## Excerpted passage

^^^^^^^^

SA’s international reputation would have been affected among business and leisure travellers. It would have cost us dearly in terms of future tourist and business revenue. A big part of SAA’s staff of around 10,000 people would have been affected, without the normal protection of the Labour Relations Act. It would have meant further redundancies in associated aviation-related businesses. Creditors would also have competed for every available cent left.
We were concerned about contagion in the rest of the aviation industry.
We had to manage certain unpredictable events that would have had an impact on other aspects of government business. SAA’s situation had become symptomatic of the broader picture with our stateowned enterprises. Something had to be done.
The aviation industry is a key part of the economy and is held in high esteem globally. The better course was business rescue. The government agrees with the board of SAA on business rescue. A business rescue practitioner has been appointed by the board and will take decisive actions. The practitioner will have total control of the company. The government is ready to make inputs should the practitioner invite these.
The process is the best chance of retaining viable parts of SAA and transforming the airline into a stronger company that can attract an equity partner.
Business rescue will allow the airline to operate in an orderly manner. It keeps SAA’s planes and passengers flying. It also protects as many jobs as possible and the interests of the airline’s lenders.
In addition, it is an opportunity to critically review the cost structure of the airline, in line with a highly competitive global aviation industry. This sector is known for its volatile costs due to, among other things, the cost of oil and low profit margins. Any operator in the aviation sector has little room for poor judgment.
Customers should still have confidence in SAA and its safety record. There will not be any unplanned cancellation of flights.

^^^^^^^^

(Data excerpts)
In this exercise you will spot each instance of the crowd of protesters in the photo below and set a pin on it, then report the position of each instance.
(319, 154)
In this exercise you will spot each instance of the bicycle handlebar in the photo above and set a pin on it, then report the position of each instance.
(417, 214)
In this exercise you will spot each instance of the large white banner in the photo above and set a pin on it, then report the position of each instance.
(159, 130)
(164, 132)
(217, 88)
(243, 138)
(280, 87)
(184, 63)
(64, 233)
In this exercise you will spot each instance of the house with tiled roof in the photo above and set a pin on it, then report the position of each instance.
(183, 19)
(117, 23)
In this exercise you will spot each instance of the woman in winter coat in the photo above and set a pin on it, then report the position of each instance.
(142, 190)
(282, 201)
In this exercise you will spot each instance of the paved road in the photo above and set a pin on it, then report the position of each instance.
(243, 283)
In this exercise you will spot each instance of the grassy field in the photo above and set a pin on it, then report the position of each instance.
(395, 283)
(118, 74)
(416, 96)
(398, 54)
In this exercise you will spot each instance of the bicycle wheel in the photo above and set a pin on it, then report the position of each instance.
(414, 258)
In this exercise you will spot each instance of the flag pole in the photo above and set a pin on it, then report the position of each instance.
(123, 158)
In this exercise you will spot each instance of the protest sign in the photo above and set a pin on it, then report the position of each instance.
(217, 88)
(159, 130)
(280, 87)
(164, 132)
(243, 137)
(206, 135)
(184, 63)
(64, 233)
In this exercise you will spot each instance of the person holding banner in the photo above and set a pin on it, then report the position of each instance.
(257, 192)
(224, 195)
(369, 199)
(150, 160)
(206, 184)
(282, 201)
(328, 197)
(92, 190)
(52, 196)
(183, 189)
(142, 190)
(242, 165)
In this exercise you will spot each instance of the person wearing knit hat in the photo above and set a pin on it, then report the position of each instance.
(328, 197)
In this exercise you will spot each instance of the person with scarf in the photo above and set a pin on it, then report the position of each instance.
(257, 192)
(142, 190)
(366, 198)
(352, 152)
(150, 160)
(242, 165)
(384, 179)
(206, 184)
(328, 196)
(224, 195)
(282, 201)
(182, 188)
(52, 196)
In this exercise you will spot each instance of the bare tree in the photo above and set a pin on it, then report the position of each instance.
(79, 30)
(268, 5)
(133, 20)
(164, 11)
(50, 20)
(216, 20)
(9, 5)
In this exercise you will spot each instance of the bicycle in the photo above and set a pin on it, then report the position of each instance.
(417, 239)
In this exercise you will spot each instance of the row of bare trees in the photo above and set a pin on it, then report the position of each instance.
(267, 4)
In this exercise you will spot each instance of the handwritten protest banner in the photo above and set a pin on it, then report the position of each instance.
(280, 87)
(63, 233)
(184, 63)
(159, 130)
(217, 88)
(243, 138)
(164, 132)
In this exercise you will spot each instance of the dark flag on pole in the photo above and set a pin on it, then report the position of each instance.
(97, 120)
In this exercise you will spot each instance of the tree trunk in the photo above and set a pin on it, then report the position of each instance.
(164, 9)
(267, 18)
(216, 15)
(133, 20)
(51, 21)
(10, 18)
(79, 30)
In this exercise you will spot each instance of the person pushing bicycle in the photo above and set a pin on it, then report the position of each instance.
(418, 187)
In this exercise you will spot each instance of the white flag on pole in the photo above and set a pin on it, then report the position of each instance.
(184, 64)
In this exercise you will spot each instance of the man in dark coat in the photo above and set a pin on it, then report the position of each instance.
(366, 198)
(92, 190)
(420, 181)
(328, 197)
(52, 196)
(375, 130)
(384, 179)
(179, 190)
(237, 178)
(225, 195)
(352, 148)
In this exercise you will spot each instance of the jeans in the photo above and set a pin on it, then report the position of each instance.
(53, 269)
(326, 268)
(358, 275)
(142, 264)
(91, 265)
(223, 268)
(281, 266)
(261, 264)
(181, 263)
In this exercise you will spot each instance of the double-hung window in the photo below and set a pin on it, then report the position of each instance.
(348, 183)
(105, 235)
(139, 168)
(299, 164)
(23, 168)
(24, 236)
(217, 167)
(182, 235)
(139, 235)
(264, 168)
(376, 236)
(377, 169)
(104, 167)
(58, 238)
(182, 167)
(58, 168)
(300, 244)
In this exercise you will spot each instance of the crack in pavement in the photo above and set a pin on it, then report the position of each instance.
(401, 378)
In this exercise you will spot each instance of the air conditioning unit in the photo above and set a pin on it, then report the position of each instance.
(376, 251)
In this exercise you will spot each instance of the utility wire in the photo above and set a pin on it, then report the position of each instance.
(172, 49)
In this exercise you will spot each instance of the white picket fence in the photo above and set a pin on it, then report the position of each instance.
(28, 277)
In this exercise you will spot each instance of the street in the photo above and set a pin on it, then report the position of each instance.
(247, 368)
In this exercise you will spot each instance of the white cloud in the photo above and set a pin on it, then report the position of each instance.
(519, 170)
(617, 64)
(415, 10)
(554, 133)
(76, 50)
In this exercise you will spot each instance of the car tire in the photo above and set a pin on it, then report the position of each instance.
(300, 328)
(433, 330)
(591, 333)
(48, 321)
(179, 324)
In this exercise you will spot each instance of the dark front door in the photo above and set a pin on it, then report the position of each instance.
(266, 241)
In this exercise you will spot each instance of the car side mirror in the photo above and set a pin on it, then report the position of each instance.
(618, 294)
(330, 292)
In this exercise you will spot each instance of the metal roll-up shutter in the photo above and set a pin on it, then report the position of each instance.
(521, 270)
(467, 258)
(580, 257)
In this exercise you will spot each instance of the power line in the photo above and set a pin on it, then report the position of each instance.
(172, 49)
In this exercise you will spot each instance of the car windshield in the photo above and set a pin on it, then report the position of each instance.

^^^^^^^^

## Work instruction
Answer these questions using the passage on SAA's business rescue:
1. About how many staff does SAA have?
2. Who appointed the business rescue practitioner?
3. Which cost does the passage name as a cause of volatile costs in the aviation sector?

## Answer to the problem
1. Around 10,000 people.
2. The board of SAA.
3. The cost of oil.